[Excerpts from a dataset]
= = = =

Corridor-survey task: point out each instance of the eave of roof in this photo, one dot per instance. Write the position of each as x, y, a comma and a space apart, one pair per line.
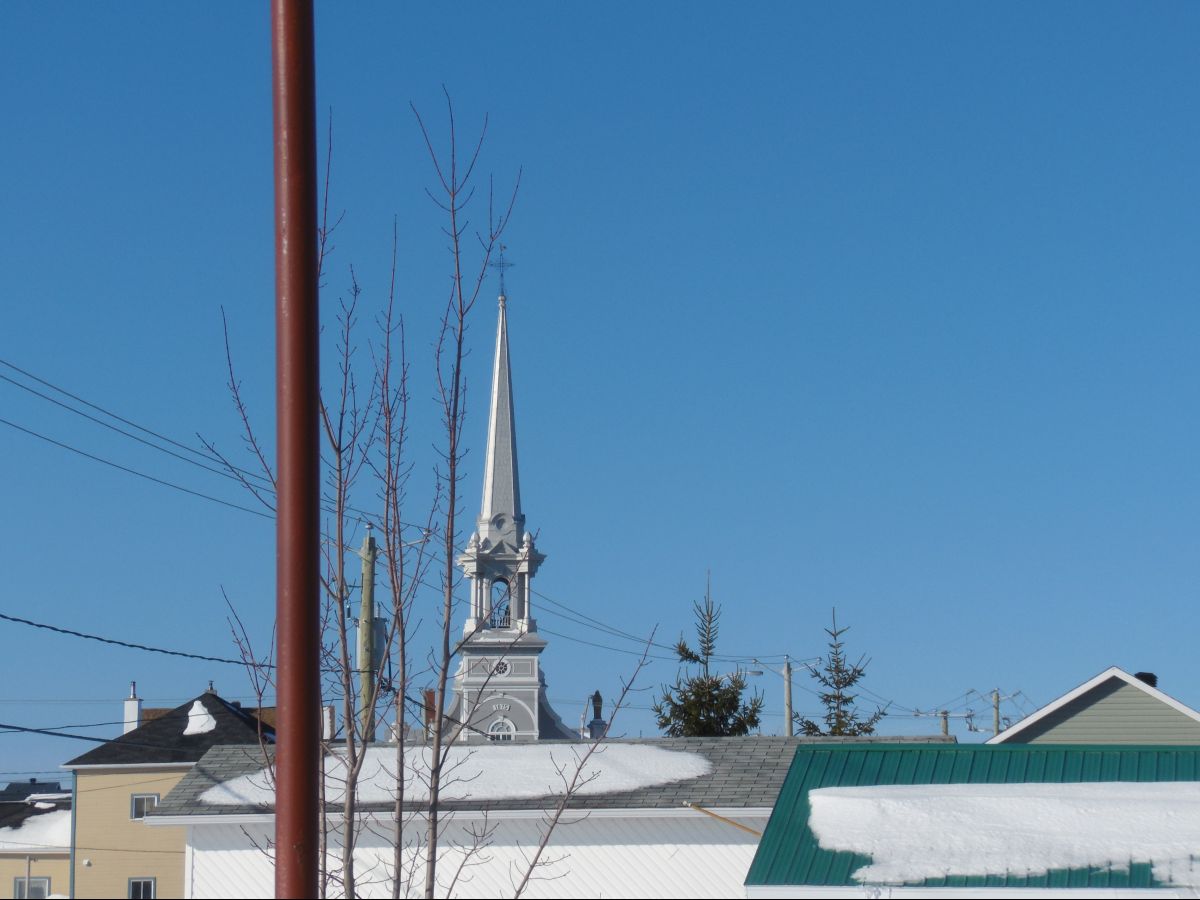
1089, 685
789, 853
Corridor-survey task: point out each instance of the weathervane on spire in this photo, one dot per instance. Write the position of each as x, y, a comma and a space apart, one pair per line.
502, 264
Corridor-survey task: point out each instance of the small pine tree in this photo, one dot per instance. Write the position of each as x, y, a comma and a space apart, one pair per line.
706, 705
837, 676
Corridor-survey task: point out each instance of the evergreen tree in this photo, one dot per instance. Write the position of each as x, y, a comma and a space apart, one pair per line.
706, 705
837, 677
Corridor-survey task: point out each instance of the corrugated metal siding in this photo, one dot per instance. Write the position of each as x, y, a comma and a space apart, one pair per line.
594, 857
1113, 713
789, 852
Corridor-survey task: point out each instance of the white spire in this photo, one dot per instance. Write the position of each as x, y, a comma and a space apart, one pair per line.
499, 517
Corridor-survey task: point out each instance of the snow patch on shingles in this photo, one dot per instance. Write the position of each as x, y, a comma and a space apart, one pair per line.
46, 832
199, 720
486, 773
917, 832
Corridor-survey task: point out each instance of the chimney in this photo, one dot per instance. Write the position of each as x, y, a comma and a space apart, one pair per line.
132, 709
598, 726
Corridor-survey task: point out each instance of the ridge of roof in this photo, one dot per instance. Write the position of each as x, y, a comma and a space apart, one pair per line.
162, 741
747, 773
1086, 687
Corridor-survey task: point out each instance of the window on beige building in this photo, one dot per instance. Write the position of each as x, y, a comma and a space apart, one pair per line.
30, 888
142, 803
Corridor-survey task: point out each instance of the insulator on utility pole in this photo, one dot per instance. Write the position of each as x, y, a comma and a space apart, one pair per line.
787, 695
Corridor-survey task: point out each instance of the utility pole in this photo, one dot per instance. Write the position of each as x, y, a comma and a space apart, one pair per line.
366, 641
298, 459
787, 695
787, 688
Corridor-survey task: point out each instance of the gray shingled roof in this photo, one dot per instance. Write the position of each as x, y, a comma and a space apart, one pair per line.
162, 739
747, 773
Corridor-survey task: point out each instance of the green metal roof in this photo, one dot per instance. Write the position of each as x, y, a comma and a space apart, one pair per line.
789, 853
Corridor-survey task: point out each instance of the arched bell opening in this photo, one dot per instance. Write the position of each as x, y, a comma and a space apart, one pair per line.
502, 730
501, 605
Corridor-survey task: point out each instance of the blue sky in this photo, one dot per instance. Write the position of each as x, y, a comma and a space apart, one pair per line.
882, 309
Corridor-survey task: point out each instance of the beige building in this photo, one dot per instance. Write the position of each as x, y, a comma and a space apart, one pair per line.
120, 781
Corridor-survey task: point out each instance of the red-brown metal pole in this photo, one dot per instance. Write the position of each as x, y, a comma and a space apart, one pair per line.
298, 687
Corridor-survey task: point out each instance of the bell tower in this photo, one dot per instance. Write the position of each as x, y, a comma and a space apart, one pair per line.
499, 688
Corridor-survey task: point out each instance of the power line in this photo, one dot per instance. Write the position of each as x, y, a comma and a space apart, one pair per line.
114, 415
135, 472
131, 646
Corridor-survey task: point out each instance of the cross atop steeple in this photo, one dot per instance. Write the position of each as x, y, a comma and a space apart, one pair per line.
502, 264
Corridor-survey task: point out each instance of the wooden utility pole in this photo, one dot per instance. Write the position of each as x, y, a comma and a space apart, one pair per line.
298, 462
787, 695
366, 641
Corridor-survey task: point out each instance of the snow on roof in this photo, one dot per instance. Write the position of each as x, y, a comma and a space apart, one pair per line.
916, 832
45, 833
489, 772
199, 720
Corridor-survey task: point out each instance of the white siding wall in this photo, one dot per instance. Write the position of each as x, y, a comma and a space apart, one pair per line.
693, 857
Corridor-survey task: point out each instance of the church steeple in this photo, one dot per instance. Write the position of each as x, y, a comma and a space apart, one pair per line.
501, 691
499, 519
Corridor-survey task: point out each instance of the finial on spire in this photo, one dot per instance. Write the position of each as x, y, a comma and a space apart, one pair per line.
502, 264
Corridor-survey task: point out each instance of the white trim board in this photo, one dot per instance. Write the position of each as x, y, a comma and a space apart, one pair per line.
887, 891
1111, 672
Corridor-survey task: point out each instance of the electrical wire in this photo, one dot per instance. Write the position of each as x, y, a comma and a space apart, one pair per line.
135, 472
130, 645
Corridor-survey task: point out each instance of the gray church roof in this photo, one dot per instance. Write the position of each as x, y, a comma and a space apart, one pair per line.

= = = =

**TASK GOAL:**
Give the entries again exactly, but skip every image.

**TASK RESPONSE:**
Corridor-survey task: point out each instance of the eave of roof in this photo, one dot per instance. Write the position of each as x, y, a comma and a space apart, one pair per line.
1089, 685
789, 853
Corridor-survey task: point out each instance of the weathervane on spire in this photo, one dot per instance. Write the position of each as x, y, a comma and a space apart, one pair per line.
502, 264
Corridor-survey task: point out each instance of the small pine tree in this photo, one dot per instance. Write the position of each as x, y, a comma and a space apart, one pair per line.
706, 705
837, 676
Corridor-survey task: point out each instance of the evergreen tree in this photo, one dot per instance. Write the position of each as x, y, a comma and a space apart, one pair per line.
706, 705
837, 677
Corridor-survey task: point out each instance of the corrugated metal siding in this photo, one dot per instance. Write the position of each as x, y, a comma and a space apart, one pair per line.
594, 857
1113, 713
789, 852
Corridor-survey task: point out each instance of the white spire in this photo, one dot per instance. Write the position of each as x, y, a comma and a space apart, one pair per line.
499, 517
Corridor-survey task: point out each instance of the snow patch on shingles in this photo, one dot per instance. Write the position of each as x, y, a comma and a space apart, one pair per line.
46, 832
199, 720
486, 773
917, 832
Corridor-survey task: point out each instance of the chimney in this photo, one dot per instance. Write the position of each as x, y, a comma and a space apart, one pair per line.
132, 709
598, 726
Corridor-survey task: point out each instance of the ridge of roof in this photo, one dot per instance. Write the position of each as x, y, a comma and a space apart, one pair per line.
162, 741
747, 773
1086, 687
Corridor-survey task: point out each instance of the window on beige building in this photo, one dot per instance. Write the position of each as x, y, a comma and a space apart, one pair per line.
30, 888
142, 803
Corridor-survey task: point out each instance of the insulator on utility pole in this photo, one dot per instance. Write the position of each as x, y, a comma and a space apart, one pair per line.
787, 695
Corridor-survey task: point out each instance of the utility pole in this photo, one dot per instance. Write the position of each as x, y, a comma and a space apart, one pair per line.
366, 641
298, 459
787, 695
787, 688
Corridor-survey task: point out each instance of the gray shingled roof in this photo, one dot per instance. Write the position of each as x, y, a comma and a space apart, one pair per line.
162, 739
747, 773
Corridor-survey task: point out each instance of the green metal roof in this photo, one dot per instance. Write the position of each as x, y, a comma and a space apart, one pair per line.
789, 853
Corridor-survey task: point out each instance of the arched bell opening in this photo, one dot per instance. Write the position of each as x, y, a comma and a space apart, one pair per line.
502, 730
501, 605
Corridor-survey task: point out each instance of the blue sky in this photo, one dot per instance. Write the position of each as x, y, a comma and a space apart, one pair per line.
882, 309
Corridor-survey task: point out each instance of the beige building in this photo, one dot per instance. Write the position of each as x, y, a comma and a space apart, one pair per line.
120, 781
Corridor-survey task: point out each instance of the red-brown metal pole in this photo, one dot per instance. Write the position of each as x, y, a comma and a space apart, one pair per line.
298, 687
Corridor-survey task: point out each instance of the bell tower in this photo, one dot per instance. Write the position of each as x, y, a comma and a space apart, one pair per line.
499, 688
Corridor-survey task: point out each instance of the power line in this photo, one dot per instance. Write the position of each as x, y, a comma and a space apart, one pair per line.
114, 415
135, 472
131, 646
Corridor-survey task: point out each instance of the cross atop steeple in this photo, one dot per instance. Write the position of each as x, y, a comma and a space apart, one pair per line.
502, 264
Corridor-survey task: point out each instance of the wooden utility pole in this photo, one dot per instance. Write the position of each as x, y, a comma and a space apart, one pair per line.
298, 462
787, 695
366, 641
Corridor-survey task: point out each instance of the snow on roof in this photo, one dot per instance. Write the position of each as x, y, a comma and a space apart, one pair per line.
916, 832
45, 833
489, 772
199, 720
Corridor-survey task: point out each instance of the white siding wall in this photo, one dot per instance. Write the position of each as x, y, a comma and a space apart, one pair per line.
693, 857
Corridor-survey task: point out each instance of the church steeple in this photo, one dot per instance. Write the position of each as x, y, a comma and a space apart, one pair per line.
501, 691
499, 519
Corridor-survey task: point out each instance of the finial on spire in this photo, one dot per instance. Write the position of each as x, y, a comma and a space apart, one pair per line.
502, 264
Corridor-survey task: point out each instance of the white trim board in this photo, one dot per instance. Write the position of each as x, y, a comma and a space apart, one pair per line.
887, 891
1111, 672
Corridor-survey task: point out each instance of the electrical wire in this photo, one dot per instance. Write the position of each as x, y, a comma and a space apart, one pair per line.
135, 472
130, 645
Corridor-survey task: point out each instance of the gray church roof in this photo, one dot per instance. Write the position of each as x, y, a comma and a space apart, one pair per line.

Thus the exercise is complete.